BEGIN Working data

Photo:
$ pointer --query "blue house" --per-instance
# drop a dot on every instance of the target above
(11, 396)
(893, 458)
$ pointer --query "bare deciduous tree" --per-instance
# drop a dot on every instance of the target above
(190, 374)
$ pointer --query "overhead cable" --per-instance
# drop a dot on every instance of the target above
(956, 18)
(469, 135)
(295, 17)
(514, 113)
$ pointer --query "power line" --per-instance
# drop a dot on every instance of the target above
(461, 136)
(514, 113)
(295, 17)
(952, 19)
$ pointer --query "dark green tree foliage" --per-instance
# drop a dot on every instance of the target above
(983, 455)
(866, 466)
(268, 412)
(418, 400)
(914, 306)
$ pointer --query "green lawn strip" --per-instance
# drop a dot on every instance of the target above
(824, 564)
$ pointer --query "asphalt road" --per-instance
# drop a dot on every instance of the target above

END Working data

» Short problem: Can you write out all the entries above again, switching every "drop a dot" to "place a marker" and keeping everything else the same?

» Solution to the exercise:
Photo:
$ pointer --query "blue house" --per-instance
# place a marker on every instance of the target above
(11, 396)
(893, 458)
$ pointer --query "bare deciduous tree" --per-instance
# place a marker on every instance of the target above
(190, 374)
$ pointer --query "overhead cable" --per-instance
# place a marker on every instance of the target above
(956, 18)
(469, 135)
(295, 17)
(514, 113)
$ pointer --query "power line" --per-instance
# place a marker on every instance of the target above
(461, 136)
(514, 113)
(295, 17)
(952, 19)
$ pointer --query "dark green tree foliage" --per-instance
# place a marker on every instance of the target above
(983, 455)
(866, 466)
(268, 412)
(418, 400)
(914, 306)
$ pointer --query "green lawn strip" --per-instance
# place a marker on every instance of the target above
(824, 564)
$ pointer --query "asphalt road" --per-instance
# place a marker on every instance of the target above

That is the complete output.